**Task requirements:** Translate this sentence from the film review excerpt into Spanish: "The pleasure here is found in how Manzoor weaves the tried and tested into a new and hilarious context."

**Page excerpt:**

──────

Priya Kansara leads as Ria, a daydreamer and keen martial artist who aspires to become a stuntwoman. A ball of energy, she and two classmates cook up a series of half-baked plans to break off the engagement. It would be a short film if any of them worked, but there’s some instantly quotable material along the way.
Manzoor’s hyperreality is framed around a series of fights, closer to Edgar Wright’s “Scott Pilgrim vs The World” than Daniels’ “Everything Everywhere All At Once,” and more low key than either. It’s content to be lovably dorky, and let kids be kids and make some very funny mistakes on their path to self-knowledge.
Sure, some of its moves are familiar (“there’s a reason tropes are tropes – it’s because they work!” says one character, with a nod and a wink) but if the formula ain’t broke, why fix it? The pleasure here is found in how Manzoor weaves the tried and tested into a new and hilarious context. The results are irreverent and irrepressible, with strong mainstream appeal.

──────

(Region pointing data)
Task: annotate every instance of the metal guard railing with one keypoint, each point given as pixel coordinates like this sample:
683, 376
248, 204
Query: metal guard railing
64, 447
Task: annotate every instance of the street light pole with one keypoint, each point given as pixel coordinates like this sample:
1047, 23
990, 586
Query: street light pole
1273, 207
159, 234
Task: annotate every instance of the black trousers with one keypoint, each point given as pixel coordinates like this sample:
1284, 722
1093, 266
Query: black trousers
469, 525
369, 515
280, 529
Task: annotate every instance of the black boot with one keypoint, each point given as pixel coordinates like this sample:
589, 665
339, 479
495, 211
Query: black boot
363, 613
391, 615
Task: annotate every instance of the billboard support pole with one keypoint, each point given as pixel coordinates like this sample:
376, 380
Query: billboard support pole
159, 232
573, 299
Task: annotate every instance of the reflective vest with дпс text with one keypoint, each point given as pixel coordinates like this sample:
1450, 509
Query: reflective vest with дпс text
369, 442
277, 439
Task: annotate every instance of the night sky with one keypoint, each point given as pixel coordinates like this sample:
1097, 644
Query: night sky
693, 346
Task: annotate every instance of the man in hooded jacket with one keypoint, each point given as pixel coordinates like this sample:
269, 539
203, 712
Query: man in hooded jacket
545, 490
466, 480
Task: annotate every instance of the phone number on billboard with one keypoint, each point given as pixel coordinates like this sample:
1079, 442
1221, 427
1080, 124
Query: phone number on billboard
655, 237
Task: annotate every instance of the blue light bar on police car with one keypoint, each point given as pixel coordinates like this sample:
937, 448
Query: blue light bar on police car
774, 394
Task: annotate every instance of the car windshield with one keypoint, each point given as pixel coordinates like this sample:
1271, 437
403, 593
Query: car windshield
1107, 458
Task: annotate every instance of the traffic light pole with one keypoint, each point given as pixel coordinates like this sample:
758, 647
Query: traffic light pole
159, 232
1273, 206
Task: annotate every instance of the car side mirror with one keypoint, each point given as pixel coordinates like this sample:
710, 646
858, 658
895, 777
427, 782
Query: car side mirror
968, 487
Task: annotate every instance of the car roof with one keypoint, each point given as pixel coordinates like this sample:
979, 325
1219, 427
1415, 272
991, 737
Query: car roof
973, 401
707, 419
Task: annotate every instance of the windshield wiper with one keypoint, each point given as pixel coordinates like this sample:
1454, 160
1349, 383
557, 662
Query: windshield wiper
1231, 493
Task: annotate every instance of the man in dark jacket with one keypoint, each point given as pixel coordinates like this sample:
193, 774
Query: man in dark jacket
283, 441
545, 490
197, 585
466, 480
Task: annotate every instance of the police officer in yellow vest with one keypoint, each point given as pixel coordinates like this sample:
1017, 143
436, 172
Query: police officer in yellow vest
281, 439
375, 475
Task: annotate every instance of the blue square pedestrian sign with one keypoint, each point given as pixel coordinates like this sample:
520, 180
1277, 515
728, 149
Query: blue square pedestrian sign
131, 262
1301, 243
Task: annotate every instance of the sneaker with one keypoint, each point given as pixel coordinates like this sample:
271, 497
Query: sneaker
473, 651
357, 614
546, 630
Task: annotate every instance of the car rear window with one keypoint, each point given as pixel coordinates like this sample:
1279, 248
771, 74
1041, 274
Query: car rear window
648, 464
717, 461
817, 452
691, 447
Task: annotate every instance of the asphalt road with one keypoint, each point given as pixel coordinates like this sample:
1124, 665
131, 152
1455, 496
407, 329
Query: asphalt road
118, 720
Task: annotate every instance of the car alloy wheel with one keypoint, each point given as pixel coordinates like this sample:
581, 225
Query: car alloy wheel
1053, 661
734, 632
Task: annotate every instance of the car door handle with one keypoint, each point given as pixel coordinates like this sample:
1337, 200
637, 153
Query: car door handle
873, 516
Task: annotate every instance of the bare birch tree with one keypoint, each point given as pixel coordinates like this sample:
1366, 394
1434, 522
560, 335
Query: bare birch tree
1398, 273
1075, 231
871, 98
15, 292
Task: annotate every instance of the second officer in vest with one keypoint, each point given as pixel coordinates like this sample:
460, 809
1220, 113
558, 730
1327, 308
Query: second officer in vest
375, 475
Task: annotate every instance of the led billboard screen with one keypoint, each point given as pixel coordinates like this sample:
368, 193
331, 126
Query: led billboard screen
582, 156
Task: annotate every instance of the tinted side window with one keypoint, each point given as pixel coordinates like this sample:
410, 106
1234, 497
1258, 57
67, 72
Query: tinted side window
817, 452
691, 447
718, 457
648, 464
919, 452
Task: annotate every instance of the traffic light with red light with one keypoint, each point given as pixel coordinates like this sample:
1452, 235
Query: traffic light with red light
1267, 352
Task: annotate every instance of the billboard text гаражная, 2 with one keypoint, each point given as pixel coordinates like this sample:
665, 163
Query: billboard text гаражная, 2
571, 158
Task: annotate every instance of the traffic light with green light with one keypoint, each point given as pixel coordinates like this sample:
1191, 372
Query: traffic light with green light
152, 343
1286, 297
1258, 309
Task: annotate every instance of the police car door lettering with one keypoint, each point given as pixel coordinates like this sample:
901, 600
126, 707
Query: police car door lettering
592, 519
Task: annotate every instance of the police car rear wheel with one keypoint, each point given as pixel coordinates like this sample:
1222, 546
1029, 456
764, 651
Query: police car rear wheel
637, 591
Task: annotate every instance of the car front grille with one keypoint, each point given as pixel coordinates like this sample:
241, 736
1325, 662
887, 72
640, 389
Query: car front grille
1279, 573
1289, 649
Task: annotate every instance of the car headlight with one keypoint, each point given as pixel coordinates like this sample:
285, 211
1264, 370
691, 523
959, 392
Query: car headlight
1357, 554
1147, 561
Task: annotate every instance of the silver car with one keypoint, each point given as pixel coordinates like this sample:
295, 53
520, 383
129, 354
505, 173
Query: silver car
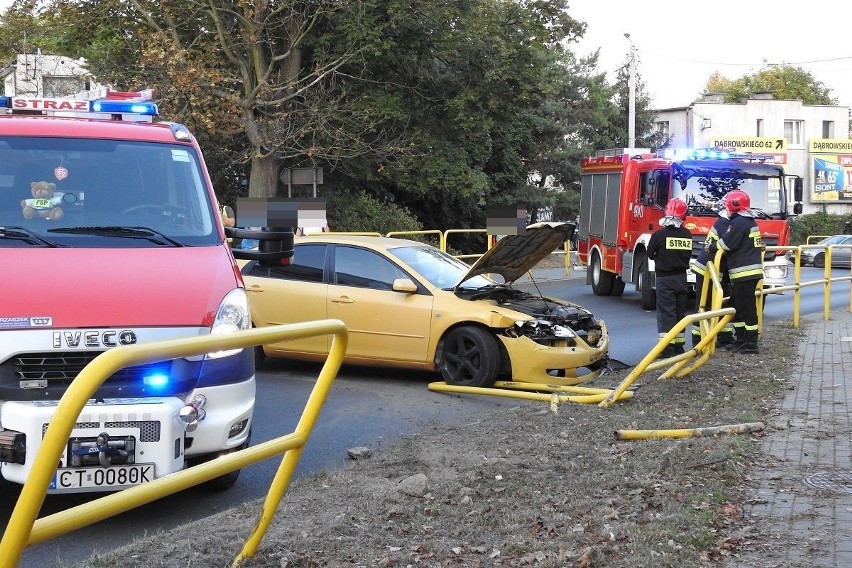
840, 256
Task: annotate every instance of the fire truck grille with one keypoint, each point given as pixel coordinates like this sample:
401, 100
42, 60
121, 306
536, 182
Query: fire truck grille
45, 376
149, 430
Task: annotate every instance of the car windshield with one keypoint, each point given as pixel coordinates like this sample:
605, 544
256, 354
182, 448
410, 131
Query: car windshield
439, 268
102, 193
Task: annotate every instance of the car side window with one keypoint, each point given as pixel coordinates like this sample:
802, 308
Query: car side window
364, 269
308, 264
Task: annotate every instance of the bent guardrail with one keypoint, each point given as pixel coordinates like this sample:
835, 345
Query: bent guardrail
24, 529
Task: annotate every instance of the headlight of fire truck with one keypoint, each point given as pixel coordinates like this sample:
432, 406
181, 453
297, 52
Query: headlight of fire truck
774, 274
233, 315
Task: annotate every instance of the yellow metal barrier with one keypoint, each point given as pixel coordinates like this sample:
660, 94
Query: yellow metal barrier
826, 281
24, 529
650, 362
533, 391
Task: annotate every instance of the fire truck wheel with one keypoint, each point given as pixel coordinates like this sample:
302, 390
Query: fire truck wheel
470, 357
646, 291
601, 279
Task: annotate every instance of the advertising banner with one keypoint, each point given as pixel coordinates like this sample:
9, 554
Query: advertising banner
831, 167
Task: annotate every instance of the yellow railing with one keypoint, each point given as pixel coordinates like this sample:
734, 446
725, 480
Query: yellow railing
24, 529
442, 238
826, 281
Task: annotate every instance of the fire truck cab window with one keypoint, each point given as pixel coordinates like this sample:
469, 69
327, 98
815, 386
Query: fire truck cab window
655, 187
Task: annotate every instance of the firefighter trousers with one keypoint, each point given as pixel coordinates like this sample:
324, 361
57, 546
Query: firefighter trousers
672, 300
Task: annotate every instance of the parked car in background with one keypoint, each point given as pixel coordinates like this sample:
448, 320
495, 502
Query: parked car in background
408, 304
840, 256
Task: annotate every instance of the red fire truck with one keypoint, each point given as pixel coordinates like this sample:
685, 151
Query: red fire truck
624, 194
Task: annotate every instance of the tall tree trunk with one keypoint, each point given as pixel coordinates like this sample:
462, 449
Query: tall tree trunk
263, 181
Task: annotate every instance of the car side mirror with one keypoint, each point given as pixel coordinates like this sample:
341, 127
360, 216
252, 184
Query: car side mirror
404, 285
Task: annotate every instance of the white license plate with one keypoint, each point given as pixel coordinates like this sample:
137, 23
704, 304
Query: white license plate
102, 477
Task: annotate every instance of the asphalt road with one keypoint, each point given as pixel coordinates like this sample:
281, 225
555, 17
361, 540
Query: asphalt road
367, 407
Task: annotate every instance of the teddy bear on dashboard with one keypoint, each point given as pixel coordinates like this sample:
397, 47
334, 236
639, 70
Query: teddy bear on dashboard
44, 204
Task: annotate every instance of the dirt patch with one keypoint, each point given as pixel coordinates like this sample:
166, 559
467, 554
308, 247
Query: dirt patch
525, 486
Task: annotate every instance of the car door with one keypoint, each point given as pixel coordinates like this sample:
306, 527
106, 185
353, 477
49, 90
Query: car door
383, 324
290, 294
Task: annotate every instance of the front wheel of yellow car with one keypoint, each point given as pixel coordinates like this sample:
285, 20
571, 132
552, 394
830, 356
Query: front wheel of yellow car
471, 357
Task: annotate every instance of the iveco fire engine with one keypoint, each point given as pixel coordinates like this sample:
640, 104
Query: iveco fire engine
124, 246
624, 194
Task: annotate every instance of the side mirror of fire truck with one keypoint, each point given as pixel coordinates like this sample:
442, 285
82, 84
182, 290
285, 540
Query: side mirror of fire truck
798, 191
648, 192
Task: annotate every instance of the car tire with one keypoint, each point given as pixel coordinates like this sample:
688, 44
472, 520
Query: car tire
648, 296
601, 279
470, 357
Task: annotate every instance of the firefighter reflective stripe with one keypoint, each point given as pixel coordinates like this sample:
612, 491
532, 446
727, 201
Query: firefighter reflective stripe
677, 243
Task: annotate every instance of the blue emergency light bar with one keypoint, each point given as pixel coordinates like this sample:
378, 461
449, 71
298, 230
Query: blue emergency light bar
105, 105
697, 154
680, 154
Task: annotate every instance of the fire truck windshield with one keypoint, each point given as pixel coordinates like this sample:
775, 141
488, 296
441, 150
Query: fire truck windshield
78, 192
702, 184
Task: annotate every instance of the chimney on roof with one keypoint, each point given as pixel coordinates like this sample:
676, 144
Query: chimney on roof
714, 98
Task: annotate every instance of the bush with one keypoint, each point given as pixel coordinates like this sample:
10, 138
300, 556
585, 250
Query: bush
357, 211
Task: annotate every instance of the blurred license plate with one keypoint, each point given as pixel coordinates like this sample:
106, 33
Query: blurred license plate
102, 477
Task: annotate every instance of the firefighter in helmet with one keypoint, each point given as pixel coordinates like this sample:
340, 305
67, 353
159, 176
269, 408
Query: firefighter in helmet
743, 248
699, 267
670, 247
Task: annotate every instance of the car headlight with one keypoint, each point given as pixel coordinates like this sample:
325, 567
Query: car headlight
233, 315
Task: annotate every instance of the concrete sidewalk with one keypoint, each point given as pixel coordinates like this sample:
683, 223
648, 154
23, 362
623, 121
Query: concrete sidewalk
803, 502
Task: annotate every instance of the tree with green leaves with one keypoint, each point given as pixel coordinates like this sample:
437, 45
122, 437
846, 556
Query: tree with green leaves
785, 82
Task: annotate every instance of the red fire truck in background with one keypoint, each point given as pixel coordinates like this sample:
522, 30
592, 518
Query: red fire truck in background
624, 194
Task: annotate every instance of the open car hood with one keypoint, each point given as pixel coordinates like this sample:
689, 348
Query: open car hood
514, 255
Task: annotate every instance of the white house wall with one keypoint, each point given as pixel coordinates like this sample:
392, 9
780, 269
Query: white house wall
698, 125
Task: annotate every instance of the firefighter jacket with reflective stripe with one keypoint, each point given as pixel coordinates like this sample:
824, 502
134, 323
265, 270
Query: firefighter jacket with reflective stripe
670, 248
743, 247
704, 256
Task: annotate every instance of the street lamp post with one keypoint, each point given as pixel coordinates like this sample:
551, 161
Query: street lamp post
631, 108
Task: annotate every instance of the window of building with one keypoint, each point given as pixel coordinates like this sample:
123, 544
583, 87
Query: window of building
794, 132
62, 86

──────

**The completed task:** El placer aquí se encuentra en cómo Manzoor entreteje lo ya probado y comprobado en un contexto nuevo y desternillante.